Folksonomic Density and the Tagosphere: Designing Social Media for Deep Cross-Service Self-Referencing
“Folksonomy” is a recently-coined term that tries to describe the “embrace the chaos” model of tagging that I’m describing here. Most social networking sites now include some form of tagging and it’s safe to say that few of the users are formally trained in library sciences. The tags they create are idiosyncratic, ambiguous and dangerously democratic. These are the categories of the people: a December 2006 report by the Pew Internet & American Life Project estimates that 28% of American Internet users have used the Internet to tag content (http://www.pewInternet.org/pdfs/PIP_Tagging.pdf). It reports that “on a typical day online, 7% of Internet users say they tag or categorize online content.” Network effects quickly come into play to create what we might call a “tagosphere,” a layer of user-generated meta-commentary about the Web.

What you will do ::
Answer these about the passage on folksonomy:
1. In what field does the passage say few social networking users are formally trained?
2. What share of American Internet users does the December 2006 Pew report estimate have used the Internet to tag content?
3. What name does the passage suggest for the layer of user-generated meta-commentary about the Web?
The listing that follows was taken from a separate source.

Data lines ::
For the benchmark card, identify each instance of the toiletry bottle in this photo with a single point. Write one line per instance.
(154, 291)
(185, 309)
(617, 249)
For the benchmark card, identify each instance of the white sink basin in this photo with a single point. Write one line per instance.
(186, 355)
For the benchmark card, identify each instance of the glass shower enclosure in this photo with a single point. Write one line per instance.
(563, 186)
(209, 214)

--

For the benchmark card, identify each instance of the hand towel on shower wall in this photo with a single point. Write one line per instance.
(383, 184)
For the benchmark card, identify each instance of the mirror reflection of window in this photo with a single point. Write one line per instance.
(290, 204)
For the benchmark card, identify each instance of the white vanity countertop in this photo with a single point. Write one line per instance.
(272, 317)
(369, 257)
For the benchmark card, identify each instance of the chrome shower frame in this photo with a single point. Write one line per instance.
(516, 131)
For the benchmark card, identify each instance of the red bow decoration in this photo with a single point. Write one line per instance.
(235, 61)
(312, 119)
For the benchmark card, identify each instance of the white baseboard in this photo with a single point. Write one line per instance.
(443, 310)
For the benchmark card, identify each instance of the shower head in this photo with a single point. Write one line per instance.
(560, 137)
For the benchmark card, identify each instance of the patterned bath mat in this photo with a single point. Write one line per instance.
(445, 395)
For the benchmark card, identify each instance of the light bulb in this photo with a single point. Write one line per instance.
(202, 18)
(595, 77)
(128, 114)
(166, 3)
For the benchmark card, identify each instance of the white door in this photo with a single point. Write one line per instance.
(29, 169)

Answer to this problem ::
1. Library sciences
2. 28%
3. A "tagosphere"